=== THE RECORDS ===
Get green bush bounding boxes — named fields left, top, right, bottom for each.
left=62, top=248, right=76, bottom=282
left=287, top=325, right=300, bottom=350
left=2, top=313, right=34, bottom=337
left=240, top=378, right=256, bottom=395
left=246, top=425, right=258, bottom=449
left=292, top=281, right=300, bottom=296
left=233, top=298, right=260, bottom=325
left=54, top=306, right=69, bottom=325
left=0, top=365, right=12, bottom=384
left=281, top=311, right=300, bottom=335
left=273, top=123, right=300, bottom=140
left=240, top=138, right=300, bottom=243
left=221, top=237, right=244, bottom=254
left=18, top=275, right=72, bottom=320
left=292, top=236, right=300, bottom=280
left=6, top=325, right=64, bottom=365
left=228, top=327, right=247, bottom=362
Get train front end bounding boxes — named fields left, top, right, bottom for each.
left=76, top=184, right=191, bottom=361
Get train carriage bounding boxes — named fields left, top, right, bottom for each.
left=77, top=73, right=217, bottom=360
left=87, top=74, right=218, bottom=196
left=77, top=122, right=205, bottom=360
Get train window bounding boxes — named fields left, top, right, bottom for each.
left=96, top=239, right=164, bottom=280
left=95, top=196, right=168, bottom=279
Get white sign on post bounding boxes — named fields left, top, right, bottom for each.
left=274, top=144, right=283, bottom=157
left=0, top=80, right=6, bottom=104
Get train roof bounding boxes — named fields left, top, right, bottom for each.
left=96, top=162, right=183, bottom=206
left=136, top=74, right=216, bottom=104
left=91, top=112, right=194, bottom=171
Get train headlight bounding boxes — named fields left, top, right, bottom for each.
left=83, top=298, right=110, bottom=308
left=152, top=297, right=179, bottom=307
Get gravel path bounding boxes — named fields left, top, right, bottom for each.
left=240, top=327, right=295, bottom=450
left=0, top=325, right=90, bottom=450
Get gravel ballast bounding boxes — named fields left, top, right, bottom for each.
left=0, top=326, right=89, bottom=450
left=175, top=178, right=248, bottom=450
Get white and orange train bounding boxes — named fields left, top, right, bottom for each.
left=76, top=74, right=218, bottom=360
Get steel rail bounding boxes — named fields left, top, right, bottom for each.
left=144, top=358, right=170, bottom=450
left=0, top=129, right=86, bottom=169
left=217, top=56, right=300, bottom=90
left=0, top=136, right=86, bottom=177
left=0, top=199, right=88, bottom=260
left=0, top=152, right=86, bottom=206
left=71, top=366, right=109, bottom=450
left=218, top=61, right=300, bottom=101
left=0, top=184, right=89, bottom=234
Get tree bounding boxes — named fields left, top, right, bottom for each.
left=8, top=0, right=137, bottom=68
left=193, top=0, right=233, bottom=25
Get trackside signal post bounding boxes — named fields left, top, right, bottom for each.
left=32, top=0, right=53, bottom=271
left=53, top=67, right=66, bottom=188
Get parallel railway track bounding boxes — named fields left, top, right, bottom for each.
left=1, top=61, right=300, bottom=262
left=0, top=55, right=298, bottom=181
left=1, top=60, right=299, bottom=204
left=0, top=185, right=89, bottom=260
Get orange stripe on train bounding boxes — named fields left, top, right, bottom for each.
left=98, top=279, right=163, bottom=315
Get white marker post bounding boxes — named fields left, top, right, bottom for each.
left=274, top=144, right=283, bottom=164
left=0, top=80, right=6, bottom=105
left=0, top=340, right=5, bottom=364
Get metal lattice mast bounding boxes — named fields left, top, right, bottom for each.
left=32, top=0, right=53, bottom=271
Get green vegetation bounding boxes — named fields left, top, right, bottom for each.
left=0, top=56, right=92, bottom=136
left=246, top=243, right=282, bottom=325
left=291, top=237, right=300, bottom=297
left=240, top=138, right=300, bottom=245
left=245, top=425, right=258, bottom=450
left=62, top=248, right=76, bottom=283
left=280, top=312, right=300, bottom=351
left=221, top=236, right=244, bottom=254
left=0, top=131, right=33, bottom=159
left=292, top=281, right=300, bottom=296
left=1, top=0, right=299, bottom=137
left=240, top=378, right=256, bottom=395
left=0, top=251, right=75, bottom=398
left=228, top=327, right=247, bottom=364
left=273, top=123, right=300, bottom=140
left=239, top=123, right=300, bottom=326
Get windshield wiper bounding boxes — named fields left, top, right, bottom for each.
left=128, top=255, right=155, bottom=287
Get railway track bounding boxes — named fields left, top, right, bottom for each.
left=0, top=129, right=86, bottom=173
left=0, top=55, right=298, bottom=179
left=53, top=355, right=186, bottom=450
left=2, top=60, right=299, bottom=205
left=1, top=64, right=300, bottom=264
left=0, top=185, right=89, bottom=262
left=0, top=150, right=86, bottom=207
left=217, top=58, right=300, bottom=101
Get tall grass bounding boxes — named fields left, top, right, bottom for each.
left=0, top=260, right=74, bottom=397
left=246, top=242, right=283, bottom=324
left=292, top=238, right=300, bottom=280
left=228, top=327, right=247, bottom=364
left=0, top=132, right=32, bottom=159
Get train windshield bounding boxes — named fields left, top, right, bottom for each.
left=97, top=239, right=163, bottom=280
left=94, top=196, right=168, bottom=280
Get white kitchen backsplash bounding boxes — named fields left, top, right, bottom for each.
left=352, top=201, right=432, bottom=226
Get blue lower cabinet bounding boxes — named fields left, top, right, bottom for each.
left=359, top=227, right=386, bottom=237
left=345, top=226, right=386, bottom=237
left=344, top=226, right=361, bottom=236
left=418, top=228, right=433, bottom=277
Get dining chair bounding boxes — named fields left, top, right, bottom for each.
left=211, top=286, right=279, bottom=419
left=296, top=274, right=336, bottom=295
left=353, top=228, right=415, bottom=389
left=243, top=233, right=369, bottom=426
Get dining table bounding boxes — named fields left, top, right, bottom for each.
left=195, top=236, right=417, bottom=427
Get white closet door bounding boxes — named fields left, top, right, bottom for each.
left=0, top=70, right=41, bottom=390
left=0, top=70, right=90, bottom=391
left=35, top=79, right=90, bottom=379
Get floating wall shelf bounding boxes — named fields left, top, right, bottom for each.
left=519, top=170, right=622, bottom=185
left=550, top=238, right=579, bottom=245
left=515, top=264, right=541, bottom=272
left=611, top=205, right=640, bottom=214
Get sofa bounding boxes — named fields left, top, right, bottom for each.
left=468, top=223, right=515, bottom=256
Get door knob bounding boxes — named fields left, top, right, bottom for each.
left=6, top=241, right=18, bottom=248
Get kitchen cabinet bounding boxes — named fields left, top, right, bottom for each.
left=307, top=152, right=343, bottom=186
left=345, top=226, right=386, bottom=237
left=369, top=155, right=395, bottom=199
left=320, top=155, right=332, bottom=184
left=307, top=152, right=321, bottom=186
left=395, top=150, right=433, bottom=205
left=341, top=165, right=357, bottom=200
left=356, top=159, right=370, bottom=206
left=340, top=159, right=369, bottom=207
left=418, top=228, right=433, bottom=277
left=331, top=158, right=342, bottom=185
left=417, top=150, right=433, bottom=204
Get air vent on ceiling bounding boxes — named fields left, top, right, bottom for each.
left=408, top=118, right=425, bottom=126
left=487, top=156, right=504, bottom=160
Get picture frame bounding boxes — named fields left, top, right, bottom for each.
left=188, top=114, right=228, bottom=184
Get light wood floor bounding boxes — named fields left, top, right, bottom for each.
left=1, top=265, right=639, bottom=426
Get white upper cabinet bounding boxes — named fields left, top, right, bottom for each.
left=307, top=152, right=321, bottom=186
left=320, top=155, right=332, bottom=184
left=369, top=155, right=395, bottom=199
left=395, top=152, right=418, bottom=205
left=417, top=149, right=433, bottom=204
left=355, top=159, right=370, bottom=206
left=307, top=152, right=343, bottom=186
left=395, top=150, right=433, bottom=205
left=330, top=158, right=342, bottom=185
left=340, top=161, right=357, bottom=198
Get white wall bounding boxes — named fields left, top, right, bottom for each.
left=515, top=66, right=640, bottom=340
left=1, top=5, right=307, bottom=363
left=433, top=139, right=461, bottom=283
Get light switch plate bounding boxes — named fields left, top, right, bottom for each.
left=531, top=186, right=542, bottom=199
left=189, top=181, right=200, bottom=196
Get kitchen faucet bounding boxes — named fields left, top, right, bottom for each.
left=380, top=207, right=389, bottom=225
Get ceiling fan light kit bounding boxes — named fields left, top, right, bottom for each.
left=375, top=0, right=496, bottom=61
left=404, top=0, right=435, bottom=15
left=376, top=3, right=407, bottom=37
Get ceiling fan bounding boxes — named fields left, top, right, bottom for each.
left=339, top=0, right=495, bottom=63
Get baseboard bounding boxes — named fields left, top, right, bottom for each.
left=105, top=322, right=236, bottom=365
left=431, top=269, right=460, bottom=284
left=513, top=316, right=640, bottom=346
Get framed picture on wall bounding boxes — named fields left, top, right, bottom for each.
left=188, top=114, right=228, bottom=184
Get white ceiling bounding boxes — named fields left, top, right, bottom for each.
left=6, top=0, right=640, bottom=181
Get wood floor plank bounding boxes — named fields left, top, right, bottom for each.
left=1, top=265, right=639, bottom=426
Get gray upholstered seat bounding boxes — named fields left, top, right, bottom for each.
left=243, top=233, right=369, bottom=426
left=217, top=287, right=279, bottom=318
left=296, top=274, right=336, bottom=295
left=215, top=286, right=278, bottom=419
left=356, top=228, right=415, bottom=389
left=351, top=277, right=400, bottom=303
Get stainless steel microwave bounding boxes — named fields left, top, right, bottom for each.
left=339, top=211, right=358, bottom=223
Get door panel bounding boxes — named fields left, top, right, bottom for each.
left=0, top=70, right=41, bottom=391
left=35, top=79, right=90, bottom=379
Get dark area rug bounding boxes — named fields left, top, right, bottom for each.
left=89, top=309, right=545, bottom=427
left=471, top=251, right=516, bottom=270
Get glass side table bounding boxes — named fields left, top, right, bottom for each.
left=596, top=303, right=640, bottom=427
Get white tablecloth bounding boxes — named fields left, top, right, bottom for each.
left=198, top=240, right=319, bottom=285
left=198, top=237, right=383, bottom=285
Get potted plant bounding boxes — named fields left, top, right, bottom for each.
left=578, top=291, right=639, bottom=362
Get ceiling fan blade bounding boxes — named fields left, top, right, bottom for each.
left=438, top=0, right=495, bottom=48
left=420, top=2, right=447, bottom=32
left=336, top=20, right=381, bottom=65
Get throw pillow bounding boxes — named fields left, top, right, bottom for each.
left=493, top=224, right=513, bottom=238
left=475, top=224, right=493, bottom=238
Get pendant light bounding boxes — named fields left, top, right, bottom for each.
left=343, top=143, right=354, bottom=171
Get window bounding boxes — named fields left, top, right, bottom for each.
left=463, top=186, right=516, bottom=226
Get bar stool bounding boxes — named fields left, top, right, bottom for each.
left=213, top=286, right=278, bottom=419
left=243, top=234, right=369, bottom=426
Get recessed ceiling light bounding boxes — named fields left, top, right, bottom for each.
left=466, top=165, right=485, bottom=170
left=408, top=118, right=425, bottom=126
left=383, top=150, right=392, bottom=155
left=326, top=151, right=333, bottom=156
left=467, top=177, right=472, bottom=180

=== TASK STATEMENT ===
Look above for the line with "Get bar stool", then copy it and each later line exactly, stopping at the last line of the records.

=== TASK RESULT ===
Get bar stool bounding boxes — named fields left, top, right, bottom for each.
left=213, top=286, right=278, bottom=419
left=243, top=234, right=369, bottom=426
Get recessed ceiling light bounding boxes — named fields left, top, right, bottom for each.
left=466, top=165, right=485, bottom=170
left=408, top=118, right=425, bottom=126
left=383, top=150, right=392, bottom=155
left=326, top=151, right=333, bottom=156
left=467, top=177, right=472, bottom=180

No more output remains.